(Named-object pointing records)
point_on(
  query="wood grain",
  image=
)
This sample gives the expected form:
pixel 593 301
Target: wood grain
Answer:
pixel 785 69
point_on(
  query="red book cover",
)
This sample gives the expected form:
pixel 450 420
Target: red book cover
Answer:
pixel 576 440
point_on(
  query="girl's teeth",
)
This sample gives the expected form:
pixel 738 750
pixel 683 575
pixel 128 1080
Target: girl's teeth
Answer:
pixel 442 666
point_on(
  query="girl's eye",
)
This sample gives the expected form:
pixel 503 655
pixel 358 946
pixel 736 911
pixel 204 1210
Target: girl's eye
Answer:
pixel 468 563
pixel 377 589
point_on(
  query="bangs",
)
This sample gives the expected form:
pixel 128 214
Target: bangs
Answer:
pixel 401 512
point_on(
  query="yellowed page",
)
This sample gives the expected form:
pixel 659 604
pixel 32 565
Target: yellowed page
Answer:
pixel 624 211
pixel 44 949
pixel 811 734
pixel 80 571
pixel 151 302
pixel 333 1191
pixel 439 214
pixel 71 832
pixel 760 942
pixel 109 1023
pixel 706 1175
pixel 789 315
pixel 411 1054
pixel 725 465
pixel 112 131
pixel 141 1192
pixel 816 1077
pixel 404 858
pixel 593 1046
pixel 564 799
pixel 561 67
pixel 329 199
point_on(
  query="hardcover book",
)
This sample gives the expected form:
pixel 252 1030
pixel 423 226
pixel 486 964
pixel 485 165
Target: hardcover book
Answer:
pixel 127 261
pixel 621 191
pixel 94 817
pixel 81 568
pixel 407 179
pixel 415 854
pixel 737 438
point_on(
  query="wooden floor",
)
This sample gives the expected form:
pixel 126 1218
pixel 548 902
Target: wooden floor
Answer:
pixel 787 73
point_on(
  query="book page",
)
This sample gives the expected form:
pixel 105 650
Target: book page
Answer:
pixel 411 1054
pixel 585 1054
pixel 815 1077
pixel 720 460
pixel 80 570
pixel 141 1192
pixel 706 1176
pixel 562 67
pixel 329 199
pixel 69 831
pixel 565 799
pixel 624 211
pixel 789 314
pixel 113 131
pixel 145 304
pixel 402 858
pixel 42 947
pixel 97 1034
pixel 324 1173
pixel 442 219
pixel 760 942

→ **Directions for this task**: Give the listing above again, word for word.

→ **Finished answer**:
point_on(
  query="wood grain",
  image=
)
This sample gives the expected form:
pixel 593 301
Target: wood grain
Answer:
pixel 785 69
point_on(
  query="red book cover",
)
This sample gives the expected form:
pixel 450 420
Target: red book cover
Answer:
pixel 576 440
point_on(
  query="girl's teeth",
)
This sample gives the expected form:
pixel 738 750
pixel 683 575
pixel 128 1080
Target: girl's teeth
Answer:
pixel 442 666
point_on(
  query="girl's eye",
)
This sample gives the expected form:
pixel 503 655
pixel 358 946
pixel 736 911
pixel 204 1210
Target: girl's eye
Answer:
pixel 468 563
pixel 377 589
point_on(
  query="bangs",
)
This sample gives the expected form:
pixel 128 214
Target: bangs
Answer:
pixel 401 512
point_on(
  query="yellowed page",
)
This sample gives the expected form:
pixel 659 604
pixel 32 565
Target: yellowed page
Answer:
pixel 624 211
pixel 44 949
pixel 811 734
pixel 80 571
pixel 151 302
pixel 333 1191
pixel 439 214
pixel 71 832
pixel 760 942
pixel 109 1023
pixel 706 1175
pixel 789 315
pixel 411 1054
pixel 725 465
pixel 112 131
pixel 141 1192
pixel 816 1077
pixel 404 858
pixel 593 1046
pixel 564 799
pixel 561 67
pixel 329 199
point_on(
  query="hardcover book",
)
This sample gives the expected form:
pixel 252 1030
pixel 423 226
pixel 486 964
pixel 485 165
Target: hardcover book
Answer:
pixel 127 261
pixel 621 191
pixel 94 817
pixel 81 568
pixel 407 179
pixel 415 854
pixel 737 438
point_on(
  query="wooden floor",
)
This sample gives the expected form:
pixel 126 1218
pixel 548 902
Target: wooden floor
Answer:
pixel 787 73
point_on(
  query="book page",
)
This sample gives the expected form:
pixel 105 650
Target: book page
Answer:
pixel 411 1054
pixel 585 1054
pixel 815 1077
pixel 720 460
pixel 80 570
pixel 141 1192
pixel 706 1176
pixel 562 67
pixel 329 199
pixel 69 831
pixel 565 799
pixel 624 211
pixel 789 314
pixel 113 131
pixel 145 304
pixel 402 858
pixel 42 947
pixel 97 1034
pixel 324 1173
pixel 442 219
pixel 760 942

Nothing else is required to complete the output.